══ Source material ══
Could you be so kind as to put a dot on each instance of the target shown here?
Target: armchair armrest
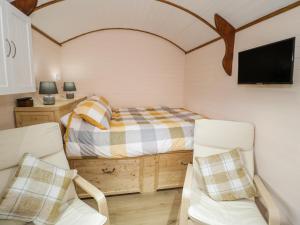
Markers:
(95, 193)
(185, 201)
(268, 202)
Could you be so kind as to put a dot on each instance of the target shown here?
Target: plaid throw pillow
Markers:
(225, 177)
(94, 113)
(36, 193)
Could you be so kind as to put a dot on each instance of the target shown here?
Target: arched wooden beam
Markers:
(227, 32)
(47, 4)
(189, 12)
(26, 6)
(121, 28)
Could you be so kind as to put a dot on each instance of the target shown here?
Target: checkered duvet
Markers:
(133, 132)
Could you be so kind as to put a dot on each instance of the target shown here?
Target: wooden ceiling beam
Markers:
(26, 6)
(47, 4)
(227, 32)
(252, 23)
(122, 28)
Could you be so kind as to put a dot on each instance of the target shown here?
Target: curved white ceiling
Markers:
(70, 18)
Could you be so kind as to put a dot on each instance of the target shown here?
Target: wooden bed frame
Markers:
(132, 174)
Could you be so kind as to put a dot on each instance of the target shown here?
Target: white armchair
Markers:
(45, 142)
(214, 137)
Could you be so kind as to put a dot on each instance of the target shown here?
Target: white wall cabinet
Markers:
(16, 75)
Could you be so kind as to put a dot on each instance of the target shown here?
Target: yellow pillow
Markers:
(104, 102)
(225, 176)
(94, 113)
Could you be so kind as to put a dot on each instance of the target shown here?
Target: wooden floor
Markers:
(159, 208)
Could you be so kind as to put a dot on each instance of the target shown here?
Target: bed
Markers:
(145, 149)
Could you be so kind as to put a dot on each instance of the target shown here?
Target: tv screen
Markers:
═══
Problem statement: Find every line in the records above that contains the word "ceiling" and copy each one. Case counts.

Exercise result:
Target: wooden ceiling beam
Target: curved white ceiling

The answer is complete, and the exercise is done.